• **Your objective**
All of the records below need to be copied exactly.

** begin **

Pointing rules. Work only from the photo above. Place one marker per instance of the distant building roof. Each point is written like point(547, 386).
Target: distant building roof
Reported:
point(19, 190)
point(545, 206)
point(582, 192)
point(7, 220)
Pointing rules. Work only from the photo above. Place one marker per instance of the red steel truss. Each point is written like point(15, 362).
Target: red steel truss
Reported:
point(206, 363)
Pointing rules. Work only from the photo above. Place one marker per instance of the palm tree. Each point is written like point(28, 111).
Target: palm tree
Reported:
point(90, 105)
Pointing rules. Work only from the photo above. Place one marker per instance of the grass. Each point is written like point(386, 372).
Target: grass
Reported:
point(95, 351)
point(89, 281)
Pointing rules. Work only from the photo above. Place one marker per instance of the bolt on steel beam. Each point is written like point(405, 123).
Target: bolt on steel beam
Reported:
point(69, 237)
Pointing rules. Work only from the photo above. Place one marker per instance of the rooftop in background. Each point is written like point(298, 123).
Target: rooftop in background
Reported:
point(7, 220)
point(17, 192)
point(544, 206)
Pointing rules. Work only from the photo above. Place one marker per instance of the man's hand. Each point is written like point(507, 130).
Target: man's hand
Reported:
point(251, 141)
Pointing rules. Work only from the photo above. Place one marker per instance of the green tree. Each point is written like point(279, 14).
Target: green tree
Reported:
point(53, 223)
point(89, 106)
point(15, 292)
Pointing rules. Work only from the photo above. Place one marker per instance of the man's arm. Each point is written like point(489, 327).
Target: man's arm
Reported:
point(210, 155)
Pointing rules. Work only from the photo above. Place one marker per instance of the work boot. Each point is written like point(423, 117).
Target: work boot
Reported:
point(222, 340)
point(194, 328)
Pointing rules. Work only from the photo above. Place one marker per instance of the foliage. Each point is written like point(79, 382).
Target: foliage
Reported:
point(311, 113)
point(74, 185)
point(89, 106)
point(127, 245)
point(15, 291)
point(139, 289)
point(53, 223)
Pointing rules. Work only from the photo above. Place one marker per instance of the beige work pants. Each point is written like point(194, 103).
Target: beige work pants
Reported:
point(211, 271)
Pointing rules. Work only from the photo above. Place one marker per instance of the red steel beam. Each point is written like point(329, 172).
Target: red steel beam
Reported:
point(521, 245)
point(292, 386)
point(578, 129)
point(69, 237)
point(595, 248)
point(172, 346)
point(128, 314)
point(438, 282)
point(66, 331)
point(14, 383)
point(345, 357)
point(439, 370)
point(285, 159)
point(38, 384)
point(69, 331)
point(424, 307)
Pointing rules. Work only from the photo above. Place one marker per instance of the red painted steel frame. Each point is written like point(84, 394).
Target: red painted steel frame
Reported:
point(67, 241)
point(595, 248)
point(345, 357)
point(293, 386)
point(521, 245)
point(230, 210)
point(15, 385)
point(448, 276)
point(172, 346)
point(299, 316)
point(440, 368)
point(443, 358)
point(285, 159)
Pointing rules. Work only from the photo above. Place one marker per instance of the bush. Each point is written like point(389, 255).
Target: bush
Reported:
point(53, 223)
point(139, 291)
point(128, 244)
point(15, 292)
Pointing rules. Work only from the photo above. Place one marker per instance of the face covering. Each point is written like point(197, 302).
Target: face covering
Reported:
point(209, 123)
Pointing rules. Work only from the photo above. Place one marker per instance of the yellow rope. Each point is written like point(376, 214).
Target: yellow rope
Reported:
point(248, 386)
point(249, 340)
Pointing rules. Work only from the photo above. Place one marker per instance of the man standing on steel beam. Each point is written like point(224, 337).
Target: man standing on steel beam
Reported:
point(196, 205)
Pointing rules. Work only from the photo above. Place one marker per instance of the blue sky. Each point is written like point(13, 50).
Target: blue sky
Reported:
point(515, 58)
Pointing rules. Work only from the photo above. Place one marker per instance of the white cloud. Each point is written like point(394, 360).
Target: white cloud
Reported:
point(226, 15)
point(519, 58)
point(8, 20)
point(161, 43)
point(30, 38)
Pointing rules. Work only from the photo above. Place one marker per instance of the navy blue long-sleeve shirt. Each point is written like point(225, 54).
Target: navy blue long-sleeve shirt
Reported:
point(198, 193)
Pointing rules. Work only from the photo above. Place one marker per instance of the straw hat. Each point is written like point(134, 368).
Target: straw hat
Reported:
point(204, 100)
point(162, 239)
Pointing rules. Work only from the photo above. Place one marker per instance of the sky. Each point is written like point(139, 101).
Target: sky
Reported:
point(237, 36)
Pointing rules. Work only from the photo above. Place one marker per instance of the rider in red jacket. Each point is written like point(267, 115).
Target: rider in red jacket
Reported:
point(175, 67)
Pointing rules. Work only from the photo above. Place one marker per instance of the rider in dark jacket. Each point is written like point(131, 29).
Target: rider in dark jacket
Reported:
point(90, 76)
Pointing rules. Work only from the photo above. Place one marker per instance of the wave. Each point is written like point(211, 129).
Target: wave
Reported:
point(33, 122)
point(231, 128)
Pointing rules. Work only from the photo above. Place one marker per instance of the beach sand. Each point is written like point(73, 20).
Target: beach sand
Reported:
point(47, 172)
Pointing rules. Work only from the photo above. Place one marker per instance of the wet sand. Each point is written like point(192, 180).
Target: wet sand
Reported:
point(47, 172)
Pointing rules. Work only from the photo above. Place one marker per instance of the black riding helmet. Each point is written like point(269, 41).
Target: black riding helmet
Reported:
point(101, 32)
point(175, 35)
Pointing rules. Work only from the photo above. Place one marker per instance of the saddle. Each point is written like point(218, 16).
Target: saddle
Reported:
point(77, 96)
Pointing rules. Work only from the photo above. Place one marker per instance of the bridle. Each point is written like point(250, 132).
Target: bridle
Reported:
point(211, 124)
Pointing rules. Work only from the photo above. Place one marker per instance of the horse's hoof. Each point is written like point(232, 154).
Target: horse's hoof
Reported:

** end **

• **Response to this task**
Pointing rules. Work only from the photo above. Place one marker per instance of the distant building roof. Each point is written like point(547, 386).
Target: distant building roof
Reported:
point(19, 190)
point(545, 206)
point(582, 192)
point(7, 220)
Pointing rules. Work only from the photo above. Place one marker per instance of the red steel truss. Each point is written like point(15, 362).
Target: red steel truss
Reported:
point(206, 363)
Pointing rules. Work only from the photo above. Place one marker per instance of the palm tree. Each point is written like point(28, 111).
Target: palm tree
Reported:
point(90, 105)
Pointing rules. Work only from the photo above. Place one marker per instance of the grass. Each point is written like point(386, 372).
Target: grass
Reported:
point(95, 351)
point(89, 281)
Pointing rules. Work only from the photo above. Place one marker per instance of the bolt on steel beam. Each point is written like point(405, 123).
Target: bolt on steel beam
Reported:
point(69, 237)
Pointing rules. Work only from the photo above. Place one marker per instance of the rooftop in background. Each point is written like point(298, 123).
Target: rooftop in background
Reported:
point(7, 220)
point(17, 192)
point(544, 206)
Pointing rules. Work only from the photo above. Place one marker per instance of the man's hand. Each point is written like point(507, 130).
Target: man's hand
Reported:
point(251, 141)
Pointing rules. Work only from the photo above. Place one marker per instance of the green tree. Each point is written like point(279, 14).
Target: green tree
Reported:
point(53, 223)
point(89, 106)
point(15, 292)
Pointing rules. Work only from the photo above. Place one marker per instance of the man's arm. Each point is written like point(489, 327).
Target: man's arm
Reported:
point(210, 155)
Pointing rules. Work only from the photo above. Place one marker per instance of the work boot. Each point is written like point(423, 117).
Target: work boot
Reported:
point(222, 340)
point(194, 328)
Pointing rules. Work only from the photo above. Place one marker per instance of the foliage. Each point is written like point(79, 382).
Target: foliage
Reported:
point(311, 113)
point(74, 185)
point(89, 106)
point(127, 245)
point(15, 291)
point(139, 289)
point(53, 223)
Pointing rules. Work only from the photo above. Place one marker per instance of the beige work pants. Each point is written like point(194, 103).
Target: beige work pants
Reported:
point(211, 271)
Pointing rules. Work only from the photo above. Place one marker per instance of the red steel beam. Each point is written like point(329, 172).
Target: red steel beam
Reported:
point(521, 245)
point(292, 386)
point(578, 129)
point(69, 237)
point(595, 248)
point(172, 346)
point(128, 314)
point(438, 282)
point(66, 331)
point(14, 383)
point(345, 357)
point(439, 370)
point(285, 159)
point(38, 384)
point(69, 331)
point(424, 307)
Pointing rules. Work only from the photo above. Place one marker per instance of the red painted steel frame. Each point is written like point(84, 394).
Target: red painted steel frame
Reported:
point(67, 241)
point(595, 248)
point(345, 357)
point(293, 386)
point(521, 245)
point(230, 210)
point(15, 385)
point(448, 276)
point(172, 346)
point(299, 316)
point(440, 368)
point(443, 358)
point(285, 159)
Pointing rules. Work only from the photo above. Place one marker per instance of the bush. Each point is written like point(389, 255).
Target: bush
Reported:
point(53, 223)
point(139, 291)
point(128, 244)
point(15, 292)
Pointing rules. Work only from the photo above. Place one marker per instance of the face covering. Each point is written like point(197, 302).
Target: face covering
Reported:
point(209, 123)
Pointing rules. Work only from the photo above. Place one marker per instance of the yellow rope. Each point is written like point(376, 214).
Target: yellow rope
Reported:
point(248, 386)
point(249, 340)
Pointing rules. Work only from the photo above. Place one marker per instance of the man standing on steel beam. Each point is written like point(224, 337).
Target: man standing on steel beam
Reported:
point(196, 205)
Pointing rules. Work only from the photo above. Place one marker per instance of the blue sky. Each point is written like point(13, 50).
Target: blue sky
Reported:
point(515, 58)
Pointing rules. Work only from the photo above. Place one marker per instance of the white cloud. Each point is written like point(394, 360).
Target: white cloud
Reported:
point(226, 15)
point(519, 58)
point(8, 20)
point(161, 43)
point(30, 38)
Pointing rules. Work only from the photo above. Place one marker per instance of the navy blue long-sleeve shirt. Each point is written like point(225, 54).
Target: navy blue long-sleeve shirt
Reported:
point(198, 193)
Pointing rules. Work only from the photo above. Place one marker per instance of the straw hat. Each point is written like point(134, 368).
Target: straw hat
Reported:
point(204, 100)
point(162, 239)
Pointing rules. Work only from the photo above. Place one marker per instance of the sky. Each point is written like point(139, 101).
Target: sky
Reported:
point(237, 36)
Pointing rules. Work only from the photo above. Place one marker per instance of the rider in red jacket. Each point is written like point(267, 115).
Target: rider in red jacket
Reported:
point(175, 67)
Pointing rules. Work only from the photo above. Place one marker per instance of the rider in dark jacket. Each point is written like point(131, 29).
Target: rider in dark jacket
Reported:
point(90, 76)
Pointing rules. Work only from the photo above. Place one marker per instance of the wave. Each point is written like point(211, 129).
Target: wave
Reported:
point(33, 122)
point(231, 128)
Pointing rules. Work only from the photo above. Place one marker per instance of the beach sand. Each point is written like point(73, 20).
Target: beach sand
Reported:
point(47, 172)
Pointing rules. Work only from the photo above. Place one marker per instance of the wet sand. Each point is written like point(192, 180).
Target: wet sand
Reported:
point(47, 172)
Pointing rules. Work only from the photo above. Place one marker per instance of the black riding helmet. Each point is written like point(269, 41).
Target: black riding helmet
Reported:
point(101, 32)
point(175, 35)
Pointing rules. Work only from the photo above. Place one marker per instance of the saddle. Each point is written like point(218, 16).
Target: saddle
Reported:
point(77, 96)
Pointing rules. Work only from the photo above. Place one marker per instance of the bridle. Each point is written like point(250, 132).
Target: bridle
Reported:
point(211, 124)
Pointing rules. Work only from the photo above. Place one marker per instance of the horse's hoof. Each point is written like point(232, 154).
Target: horse's hoof
Reported:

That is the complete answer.